(作業指示 1)
祝島の旅日記について、次の問いに答えてください。
(a) 祝島はどの町にあるか。
(b) 柳生港から乗船した場合、帰りの便の都合で祝島に滞在できるのは何時間か。
(c) 今回はどの港から乗船することにしたか。

(抽出テキスト)
ゆとり世代のボッチが送るお気楽生活日記。

ぼっちの気まぐれ紀行

ゆとり世代のコミュ症が綴るお気楽日記

山口のネコ島、祝島に行ってみた。

暖かくなってくると、どこかへ遊びに行きたい欲が出てくる。

そんな思いを抱きながら、近場の面白そうな観光地をネット検索していると、祝島という小さな離島を見つけた。

 

祝島は上関町にあって、自分がいま住んでいる山口市からは少し遠い。船便もわりと少ないので、交通面においては不便な印象だ。

 

しかし、猫島という異名を持つほどに島内には猫がたくさんいるらしい。

特徴的な練塀や棚田もあるとのことなので、一度行ってみる価値はありそうだ。

名前的になんか、おめでたい感じがするし。

 

そこで以前、津和野へ一緒に行ったことのあるカメラ女子を誘って行ってみることにした。

ダメ元だったが意外にもスムーズに了承を得ることができた。

 

良かったー。断られたらちょっと泣いちゃうところだった。

 

祝島に上陸

祝島に行くには、柳生港または室津港から乗船するという大まかに2つのアクセス方法がある。

 

柳生港からだと帰りの便の都合上2時間しか祝島に滞在できないので、今回は室津港から乗船することにした。

 

室津港までは車で行ったのだが、助手席に女の子を乗せてドライブをするのは初めての経験。

なんだかドキドキするなあ。

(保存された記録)
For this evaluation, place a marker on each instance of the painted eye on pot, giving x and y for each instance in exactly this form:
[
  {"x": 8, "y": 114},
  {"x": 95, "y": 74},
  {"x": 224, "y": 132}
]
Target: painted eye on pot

(作業指示 2) 上の記録をすべて、一字一句変えずにそのまま繰り返してください。

(出力結果 1)
(a) 上関町
(b) 2時間
(c) 室津港

(出力結果 2)
For this evaluation, place a marker on each instance of the painted eye on pot, giving x and y for each instance in exactly this form:
[
  {"x": 8, "y": 114},
  {"x": 95, "y": 74},
  {"x": 224, "y": 132}
]
Target: painted eye on pot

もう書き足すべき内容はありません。